## STATED TASK
Reproduce, without any change, the lines between the one holding "Please locate the red" and the one holding "column 17, row 81", including both.
↓↓↓
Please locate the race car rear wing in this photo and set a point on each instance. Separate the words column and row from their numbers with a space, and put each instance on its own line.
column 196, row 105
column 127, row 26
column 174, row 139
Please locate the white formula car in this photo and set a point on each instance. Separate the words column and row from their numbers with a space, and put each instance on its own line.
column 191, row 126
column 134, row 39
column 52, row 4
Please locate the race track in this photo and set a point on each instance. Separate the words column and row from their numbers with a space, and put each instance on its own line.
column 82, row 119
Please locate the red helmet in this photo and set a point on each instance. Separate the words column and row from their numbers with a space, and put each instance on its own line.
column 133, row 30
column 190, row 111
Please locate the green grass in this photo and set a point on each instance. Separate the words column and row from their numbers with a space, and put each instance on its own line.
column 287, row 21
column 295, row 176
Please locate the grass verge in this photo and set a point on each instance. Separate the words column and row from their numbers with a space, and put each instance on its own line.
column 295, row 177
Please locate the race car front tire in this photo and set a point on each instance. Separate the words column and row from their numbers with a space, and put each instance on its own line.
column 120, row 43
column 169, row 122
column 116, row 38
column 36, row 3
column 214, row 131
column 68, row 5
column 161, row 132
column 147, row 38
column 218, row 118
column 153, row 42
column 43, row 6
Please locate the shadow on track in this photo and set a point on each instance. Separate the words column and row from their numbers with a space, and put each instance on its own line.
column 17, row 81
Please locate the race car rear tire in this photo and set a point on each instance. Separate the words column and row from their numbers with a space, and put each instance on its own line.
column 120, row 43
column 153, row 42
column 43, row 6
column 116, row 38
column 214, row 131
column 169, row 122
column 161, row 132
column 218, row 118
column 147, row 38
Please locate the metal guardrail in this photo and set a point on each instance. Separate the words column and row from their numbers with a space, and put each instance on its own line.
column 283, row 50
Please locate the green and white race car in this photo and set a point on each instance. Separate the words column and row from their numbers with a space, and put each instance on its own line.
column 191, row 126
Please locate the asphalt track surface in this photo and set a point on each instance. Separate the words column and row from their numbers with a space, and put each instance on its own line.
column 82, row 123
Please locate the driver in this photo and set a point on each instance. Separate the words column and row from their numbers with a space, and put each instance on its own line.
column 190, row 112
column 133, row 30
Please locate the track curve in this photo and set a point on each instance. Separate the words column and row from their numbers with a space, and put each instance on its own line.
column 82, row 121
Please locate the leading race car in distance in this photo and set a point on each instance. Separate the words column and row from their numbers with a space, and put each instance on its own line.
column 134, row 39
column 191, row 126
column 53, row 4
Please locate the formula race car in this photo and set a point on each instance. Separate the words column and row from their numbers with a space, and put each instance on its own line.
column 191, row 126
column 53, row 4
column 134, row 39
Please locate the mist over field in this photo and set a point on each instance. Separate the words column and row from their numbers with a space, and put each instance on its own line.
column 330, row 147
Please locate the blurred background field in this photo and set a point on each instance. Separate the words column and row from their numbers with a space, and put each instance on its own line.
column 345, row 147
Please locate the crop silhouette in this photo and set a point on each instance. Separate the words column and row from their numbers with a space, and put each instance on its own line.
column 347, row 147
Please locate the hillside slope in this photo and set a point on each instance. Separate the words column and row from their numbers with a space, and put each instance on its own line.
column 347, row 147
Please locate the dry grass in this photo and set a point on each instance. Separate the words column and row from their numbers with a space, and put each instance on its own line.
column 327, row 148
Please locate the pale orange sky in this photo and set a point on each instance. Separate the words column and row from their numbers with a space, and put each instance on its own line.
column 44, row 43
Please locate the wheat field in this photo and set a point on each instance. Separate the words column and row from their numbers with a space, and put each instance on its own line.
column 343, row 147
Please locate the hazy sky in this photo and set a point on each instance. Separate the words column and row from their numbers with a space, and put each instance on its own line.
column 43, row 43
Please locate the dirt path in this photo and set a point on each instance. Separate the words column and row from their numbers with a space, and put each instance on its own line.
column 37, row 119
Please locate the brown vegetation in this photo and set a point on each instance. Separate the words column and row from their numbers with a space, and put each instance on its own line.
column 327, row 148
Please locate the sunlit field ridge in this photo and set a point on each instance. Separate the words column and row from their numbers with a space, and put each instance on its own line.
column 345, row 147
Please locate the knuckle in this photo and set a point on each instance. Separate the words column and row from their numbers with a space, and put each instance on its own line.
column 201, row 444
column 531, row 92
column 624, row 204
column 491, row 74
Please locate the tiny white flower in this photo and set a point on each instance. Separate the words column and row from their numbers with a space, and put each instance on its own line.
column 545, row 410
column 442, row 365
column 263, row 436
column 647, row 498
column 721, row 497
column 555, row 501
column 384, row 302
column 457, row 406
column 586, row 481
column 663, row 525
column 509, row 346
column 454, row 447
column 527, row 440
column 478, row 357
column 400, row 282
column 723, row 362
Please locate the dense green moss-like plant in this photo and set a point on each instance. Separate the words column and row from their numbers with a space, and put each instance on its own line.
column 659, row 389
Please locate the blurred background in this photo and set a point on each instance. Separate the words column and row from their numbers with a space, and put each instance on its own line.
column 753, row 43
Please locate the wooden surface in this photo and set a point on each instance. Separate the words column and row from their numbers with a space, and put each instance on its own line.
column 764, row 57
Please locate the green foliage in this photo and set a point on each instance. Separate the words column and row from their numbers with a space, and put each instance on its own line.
↑↑↑
## COMPLETE ANSWER
Please locate the red helmet in this photo and set a point on each instance. Separate the words column and row from their numbers with a space, and put each instance on its own line.
column 133, row 30
column 190, row 111
Please locate the green grass in this photo and set a point on each instance. Separate the words column and row from their numbers with a space, and put each instance on its own line.
column 287, row 21
column 295, row 176
Please locate the grass verge in this photo and set a point on each instance. Separate the words column and row from their numbers with a space, and put each instance on its own line.
column 295, row 177
Please locate the race car front tire in this photo and set a point on each instance. Separate the words column and row from their numbers with a space, and put each instance on its own line.
column 120, row 43
column 169, row 122
column 116, row 38
column 36, row 3
column 214, row 131
column 68, row 5
column 161, row 132
column 147, row 38
column 218, row 118
column 153, row 42
column 43, row 6
Please locate the shadow on track in this photo and set a point on each instance. Separate the words column and row from their numbers with a space, and put each instance on its own line.
column 17, row 81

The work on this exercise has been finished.